### [READING PASSAGE]
Each ATPG-generated test pattern contains input and output values for a specific circuit to determine whether the circuit contains any defects. Specifically, ATPG generates its own internal and timing models of the circuit, and, based on the models, performs a simulation on a given set of input values in order to generate output values indicative of a defect-free circuit. During test mode, the input values are applied to the circuit and the resulting output values are compared with the output values in the test pattern in order to determine whether the tested circuit is defect-free.
Further, in order to validate that the output values in the generated test patterns are indicative of a defect-free circuit, the generated test patterns may be validated by another simulator (e.g., distinct from the simulator associated with ATPG) before being applied to the circuit. For example, a behavioral simulator (e.g., NC-Sim Simulator) may simulate the generated test patterns in order to verify that the ATPG-generated output values are equivalent to the output values predicted by the behavioral simulator. However, if the behavioral simulator does not generate the same output values as predicted by the ATPG simulator, the differing output values are designated as mis-compares. Mis-compares can occur for a variety of reasons. For example, the mis-compares can be caused by: (i) modeling issues (e.g., the simulation model created by ATPG is different from the model created by the behavioral simulator), (ii) timing issues (e.g., timing parameters are interpreted differently by ATPG and the behavioral simulator, or (iii) output values for either of the ATPG and the behavioral simulator was generated as a result of computation and not due to simulation. Further, mis-compares can be observed at a circuit output or one of the scan flops utilized during ATPG. If the mis-compares are not addressed, fully-functioning circuits might be screened as faulty when the ATPG-generated test patterns are applied to the circuits. As such, in order to correctly address the mis-compares, the “origins” of the mis-compares in the generated test patterns have to be determined. However, current solutions directed to determining the mis-compare origins are generally very tedious and can involve multiple simulations, wave-form debugging, circuit-tracing or result-matching from many different tools.
As such, there is a need for systems and methods of automatically diagnosing mis-compares detected during simulation of ATPG generated test patterns.

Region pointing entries
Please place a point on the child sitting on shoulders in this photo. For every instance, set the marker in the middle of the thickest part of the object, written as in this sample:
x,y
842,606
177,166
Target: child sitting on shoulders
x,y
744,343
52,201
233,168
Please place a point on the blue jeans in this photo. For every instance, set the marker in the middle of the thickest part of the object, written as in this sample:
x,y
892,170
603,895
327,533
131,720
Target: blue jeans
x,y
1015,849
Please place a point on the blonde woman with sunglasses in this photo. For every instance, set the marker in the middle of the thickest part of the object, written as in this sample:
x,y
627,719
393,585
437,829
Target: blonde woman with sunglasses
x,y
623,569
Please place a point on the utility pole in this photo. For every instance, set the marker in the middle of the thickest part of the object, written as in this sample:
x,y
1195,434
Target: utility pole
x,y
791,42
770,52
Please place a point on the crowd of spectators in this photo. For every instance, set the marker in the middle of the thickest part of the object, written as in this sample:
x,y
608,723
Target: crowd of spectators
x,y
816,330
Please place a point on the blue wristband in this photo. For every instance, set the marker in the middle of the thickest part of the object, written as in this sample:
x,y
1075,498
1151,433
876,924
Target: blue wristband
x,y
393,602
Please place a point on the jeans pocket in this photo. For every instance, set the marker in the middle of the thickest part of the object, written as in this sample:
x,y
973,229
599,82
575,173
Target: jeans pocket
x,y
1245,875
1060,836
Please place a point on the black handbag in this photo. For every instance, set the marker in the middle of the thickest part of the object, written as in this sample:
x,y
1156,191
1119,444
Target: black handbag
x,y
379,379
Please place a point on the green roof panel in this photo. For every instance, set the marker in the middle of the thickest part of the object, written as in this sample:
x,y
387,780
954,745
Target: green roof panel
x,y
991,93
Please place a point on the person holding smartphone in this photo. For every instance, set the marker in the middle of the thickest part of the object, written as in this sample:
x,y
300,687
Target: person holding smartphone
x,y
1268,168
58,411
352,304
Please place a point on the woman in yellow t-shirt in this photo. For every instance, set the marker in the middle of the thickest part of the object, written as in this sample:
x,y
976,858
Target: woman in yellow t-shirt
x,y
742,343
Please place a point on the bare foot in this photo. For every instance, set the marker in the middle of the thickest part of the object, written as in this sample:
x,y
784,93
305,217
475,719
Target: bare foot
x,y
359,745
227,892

### [THINGS TO DO]
• 1. In the ATPG passage, condense the paragraph beginning "Each ATPG-generated test pattern contains" into a short bulleted list that keeps its main facts.
• 2. Reproduce the ATPG passage word for word from "Each ATPG-generated test" to "circuit is defect-free.".
You can set aside the entries; none of the work relies on them.

### [RESPONSES]
• 1.
- Each ATPG-generated test pattern holds input and output values for a specific circuit, used to check the circuit for defects.
- ATPG builds its own internal and timing models of the circuit.
- Using those models, it simulates a given set of input values to produce output values that indicate a defect-free circuit.
- In test mode, the input values are applied to the circuit, and the resulting outputs are compared with the pattern's output values to determine whether the circuit is defect-free.

• 2.
Each ATPG-generated test pattern contains input and output values for a specific circuit to determine whether the circuit contains any defects. Specifically, ATPG generates its own internal and timing models of the circuit, and, based on the models, performs a simulation on a given set of input values in order to generate output values indicative of a defect-free circuit. During test mode, the input values are applied to the circuit and the resulting output values are compared with the output values in the test pattern in order to determine whether the tested circuit is defect-free.